» SET PROBLEM
Copy out every row below, swapping each "Coordinates:" for "Locations:". Leave everything else unchanged.

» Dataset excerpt
'''

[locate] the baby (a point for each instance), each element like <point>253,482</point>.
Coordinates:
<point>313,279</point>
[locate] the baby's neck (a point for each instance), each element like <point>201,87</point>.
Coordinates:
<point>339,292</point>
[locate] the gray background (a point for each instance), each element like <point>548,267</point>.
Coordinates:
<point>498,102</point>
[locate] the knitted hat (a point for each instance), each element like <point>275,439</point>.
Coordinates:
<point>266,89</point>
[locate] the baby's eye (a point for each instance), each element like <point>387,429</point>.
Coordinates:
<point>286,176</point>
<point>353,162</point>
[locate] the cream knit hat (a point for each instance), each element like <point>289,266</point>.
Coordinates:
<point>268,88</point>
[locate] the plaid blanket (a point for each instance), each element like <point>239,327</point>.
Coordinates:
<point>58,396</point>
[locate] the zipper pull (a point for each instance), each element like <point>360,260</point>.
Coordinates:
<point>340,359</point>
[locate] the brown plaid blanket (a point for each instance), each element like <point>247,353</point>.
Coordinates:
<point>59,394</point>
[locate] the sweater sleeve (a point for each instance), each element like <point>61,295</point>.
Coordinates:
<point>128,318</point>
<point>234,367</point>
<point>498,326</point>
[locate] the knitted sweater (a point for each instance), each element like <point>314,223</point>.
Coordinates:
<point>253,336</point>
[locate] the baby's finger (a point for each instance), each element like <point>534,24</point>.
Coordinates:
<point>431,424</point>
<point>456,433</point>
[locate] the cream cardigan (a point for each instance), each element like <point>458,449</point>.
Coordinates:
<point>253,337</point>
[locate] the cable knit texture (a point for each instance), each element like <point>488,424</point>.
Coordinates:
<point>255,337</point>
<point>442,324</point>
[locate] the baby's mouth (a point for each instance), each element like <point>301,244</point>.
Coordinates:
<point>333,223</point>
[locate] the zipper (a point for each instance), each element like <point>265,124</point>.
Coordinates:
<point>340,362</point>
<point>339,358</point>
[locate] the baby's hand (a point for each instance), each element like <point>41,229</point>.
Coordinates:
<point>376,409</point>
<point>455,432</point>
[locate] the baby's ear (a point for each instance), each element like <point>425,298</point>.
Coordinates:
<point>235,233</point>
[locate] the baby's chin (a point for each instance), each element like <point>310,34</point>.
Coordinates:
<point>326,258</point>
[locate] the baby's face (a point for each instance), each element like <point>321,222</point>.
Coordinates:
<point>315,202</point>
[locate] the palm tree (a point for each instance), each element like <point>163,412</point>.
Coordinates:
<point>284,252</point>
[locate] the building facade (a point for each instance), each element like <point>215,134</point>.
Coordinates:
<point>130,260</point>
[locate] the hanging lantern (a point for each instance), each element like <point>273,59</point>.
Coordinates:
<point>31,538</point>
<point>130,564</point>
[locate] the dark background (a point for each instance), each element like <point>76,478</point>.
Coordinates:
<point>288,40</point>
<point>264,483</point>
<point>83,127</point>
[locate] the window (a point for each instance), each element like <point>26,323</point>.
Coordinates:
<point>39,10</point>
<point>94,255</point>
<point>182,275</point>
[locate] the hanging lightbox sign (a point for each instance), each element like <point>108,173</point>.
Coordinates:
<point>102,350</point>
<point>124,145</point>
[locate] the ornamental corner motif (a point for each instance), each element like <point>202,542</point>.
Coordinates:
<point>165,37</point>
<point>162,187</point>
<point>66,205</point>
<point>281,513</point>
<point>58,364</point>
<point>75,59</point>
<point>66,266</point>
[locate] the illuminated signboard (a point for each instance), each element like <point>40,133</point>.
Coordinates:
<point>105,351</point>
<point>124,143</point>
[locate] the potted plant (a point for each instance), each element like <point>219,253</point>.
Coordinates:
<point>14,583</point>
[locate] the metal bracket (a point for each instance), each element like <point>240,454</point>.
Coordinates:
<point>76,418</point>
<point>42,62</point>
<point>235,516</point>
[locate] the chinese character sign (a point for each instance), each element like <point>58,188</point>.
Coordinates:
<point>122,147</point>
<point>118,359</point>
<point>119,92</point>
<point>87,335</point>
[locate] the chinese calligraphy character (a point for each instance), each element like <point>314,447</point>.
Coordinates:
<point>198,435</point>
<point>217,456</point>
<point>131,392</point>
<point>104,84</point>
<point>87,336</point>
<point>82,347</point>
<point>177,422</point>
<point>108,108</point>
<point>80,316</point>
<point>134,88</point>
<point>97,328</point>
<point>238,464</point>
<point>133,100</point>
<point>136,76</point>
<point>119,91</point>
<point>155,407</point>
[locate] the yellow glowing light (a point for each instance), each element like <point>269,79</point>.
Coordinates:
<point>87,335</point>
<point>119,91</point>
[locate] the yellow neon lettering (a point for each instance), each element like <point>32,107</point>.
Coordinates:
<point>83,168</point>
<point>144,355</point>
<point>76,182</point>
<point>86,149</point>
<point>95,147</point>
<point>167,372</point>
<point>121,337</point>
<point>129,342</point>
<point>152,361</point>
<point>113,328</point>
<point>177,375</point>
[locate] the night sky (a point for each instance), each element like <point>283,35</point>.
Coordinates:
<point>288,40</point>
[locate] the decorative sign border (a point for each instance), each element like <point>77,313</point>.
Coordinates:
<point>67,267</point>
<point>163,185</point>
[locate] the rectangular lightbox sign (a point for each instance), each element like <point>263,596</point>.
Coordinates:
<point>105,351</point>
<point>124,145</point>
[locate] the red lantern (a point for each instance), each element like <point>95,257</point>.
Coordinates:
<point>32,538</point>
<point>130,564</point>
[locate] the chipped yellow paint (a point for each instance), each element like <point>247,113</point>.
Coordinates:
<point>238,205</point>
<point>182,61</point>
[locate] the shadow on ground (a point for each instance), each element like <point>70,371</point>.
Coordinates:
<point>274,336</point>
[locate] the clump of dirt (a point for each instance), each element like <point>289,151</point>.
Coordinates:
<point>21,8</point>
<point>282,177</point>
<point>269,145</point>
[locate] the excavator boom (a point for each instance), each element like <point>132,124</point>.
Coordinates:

'''

» REPLY
[locate] the baby (a point for each instance), each element like <point>253,482</point>.
Locations:
<point>313,279</point>
[locate] the baby's neck (a point for each instance), each element like <point>201,87</point>.
Locations:
<point>339,292</point>
[locate] the gray background (a point for each instance), each element like <point>548,267</point>.
Locations:
<point>498,102</point>
[locate] the knitted hat (a point for each instance), each element like <point>275,439</point>.
Locations:
<point>266,89</point>
[locate] the baby's eye (a point for each instance), each element like <point>387,429</point>.
Locations:
<point>286,176</point>
<point>353,162</point>
[locate] the cream knit hat (a point for each instance), each element like <point>289,266</point>.
Locations:
<point>268,88</point>
[locate] the plaid blanket (a point for each instance), each element like <point>239,327</point>.
Locations:
<point>58,396</point>
[locate] the zipper pull (a point for each instance), each element like <point>360,260</point>.
Locations:
<point>340,359</point>
[locate] the brown plaid blanket (a point for each instance), each element like <point>247,353</point>.
Locations:
<point>59,394</point>
[locate] the sweater sleeve (a point for each instance), each element like <point>61,295</point>.
Locations:
<point>128,318</point>
<point>234,367</point>
<point>498,326</point>
[locate] the knitted sweater (a point for each instance), each element like <point>314,223</point>.
Locations:
<point>253,336</point>
[locate] the baby's finger (a point for each instance), each element like <point>534,24</point>.
Locations:
<point>431,424</point>
<point>456,433</point>
[locate] the cream cardigan (a point for each instance), each element like <point>458,449</point>.
Locations:
<point>253,337</point>
[locate] the cable knit texture (a point for each instance), each element like <point>488,424</point>.
Locations:
<point>255,337</point>
<point>442,324</point>
[locate] the baby's mouth (a point for each instance), each element like <point>301,244</point>.
Locations:
<point>333,223</point>
[locate] the zipper (a point for each instance), each element like <point>265,124</point>.
Locations:
<point>340,362</point>
<point>339,358</point>
[locate] the baby's hand (a point for each instance), each element like <point>41,229</point>.
Locations:
<point>376,409</point>
<point>455,432</point>
[locate] the baby's ear (a point for each instance), each element like <point>425,298</point>.
Locations:
<point>235,233</point>
[locate] the baby's chin (a point for each instance), each element like <point>310,34</point>.
Locations:
<point>326,258</point>
[locate] the baby's face (a point for each instance), each element like <point>321,222</point>.
Locations:
<point>315,202</point>
[locate] the palm tree (a point for each instance), each element like <point>163,412</point>.
Locations:
<point>284,252</point>
[locate] the building facade (a point for each instance), each element like <point>215,134</point>.
Locations:
<point>130,260</point>
[locate] the hanging lantern (a point for each instance), each element like <point>273,59</point>.
Locations:
<point>31,538</point>
<point>130,564</point>
[locate] the dark background (a point for each instance), each element like <point>76,478</point>.
Locations:
<point>288,40</point>
<point>264,483</point>
<point>83,127</point>
[locate] the window (a point for each instance), each element like <point>26,323</point>.
Locations:
<point>39,10</point>
<point>94,255</point>
<point>182,275</point>
[locate] the hanging lightbox sign (a point for each instance), each element like <point>108,173</point>.
Locations:
<point>102,350</point>
<point>124,145</point>
[locate] the ornamental corner motif (a point for each instance), each element like <point>202,542</point>.
Locations:
<point>165,37</point>
<point>162,187</point>
<point>66,205</point>
<point>281,513</point>
<point>58,364</point>
<point>75,59</point>
<point>66,266</point>
[locate] the illuminated signboard (a point for each instance), each element like <point>40,133</point>.
Locations:
<point>105,351</point>
<point>124,143</point>
[locate] the potted plant (a point for each instance), each element like <point>219,253</point>.
Locations:
<point>14,583</point>
[locate] the metal bracket (a point for each instance), each element like <point>240,454</point>.
Locations:
<point>76,418</point>
<point>42,62</point>
<point>235,516</point>
[locate] the chinese character sign (a point for each instance), each element like <point>58,188</point>.
Locations:
<point>122,147</point>
<point>118,359</point>
<point>119,92</point>
<point>87,335</point>
[locate] the chinese calligraphy character (a point for each instance), each element like <point>314,447</point>.
Locations:
<point>198,435</point>
<point>217,456</point>
<point>131,392</point>
<point>104,84</point>
<point>87,336</point>
<point>82,347</point>
<point>177,422</point>
<point>108,108</point>
<point>80,316</point>
<point>134,88</point>
<point>97,328</point>
<point>238,464</point>
<point>133,100</point>
<point>136,76</point>
<point>119,91</point>
<point>155,407</point>
[locate] the yellow glowing light (a point for each instance), each element like <point>269,79</point>.
Locations:
<point>87,335</point>
<point>119,91</point>
[locate] the yellow neon lettering (a point for each instance), each element like <point>32,107</point>.
Locations:
<point>83,168</point>
<point>144,355</point>
<point>76,182</point>
<point>86,149</point>
<point>95,147</point>
<point>167,372</point>
<point>121,337</point>
<point>129,342</point>
<point>152,361</point>
<point>113,328</point>
<point>177,375</point>
[locate] the night sky (a point for each instance), each element like <point>283,35</point>.
Locations:
<point>288,40</point>
[locate] the decorative sign border (a point for each instance), each element like <point>77,313</point>.
Locations:
<point>67,267</point>
<point>163,185</point>
[locate] the rectangular lightbox sign (a point for each instance), each element like <point>263,596</point>.
Locations:
<point>105,351</point>
<point>124,145</point>
[locate] the red lantern (a point for each instance), each element like <point>95,257</point>.
Locations:
<point>32,538</point>
<point>130,564</point>
[locate] the chipped yellow paint (a point for each instance), each element like <point>247,113</point>.
Locations:
<point>238,205</point>
<point>182,61</point>
[locate] the shadow on ground (a point for each instance), each element like <point>70,371</point>.
Locations:
<point>274,336</point>
[locate] the clump of dirt (a point for each instance), each element like <point>289,151</point>.
Locations:
<point>21,8</point>
<point>282,177</point>
<point>269,145</point>
[locate] the excavator boom (a point for each instance), each element like <point>132,124</point>.
Locations:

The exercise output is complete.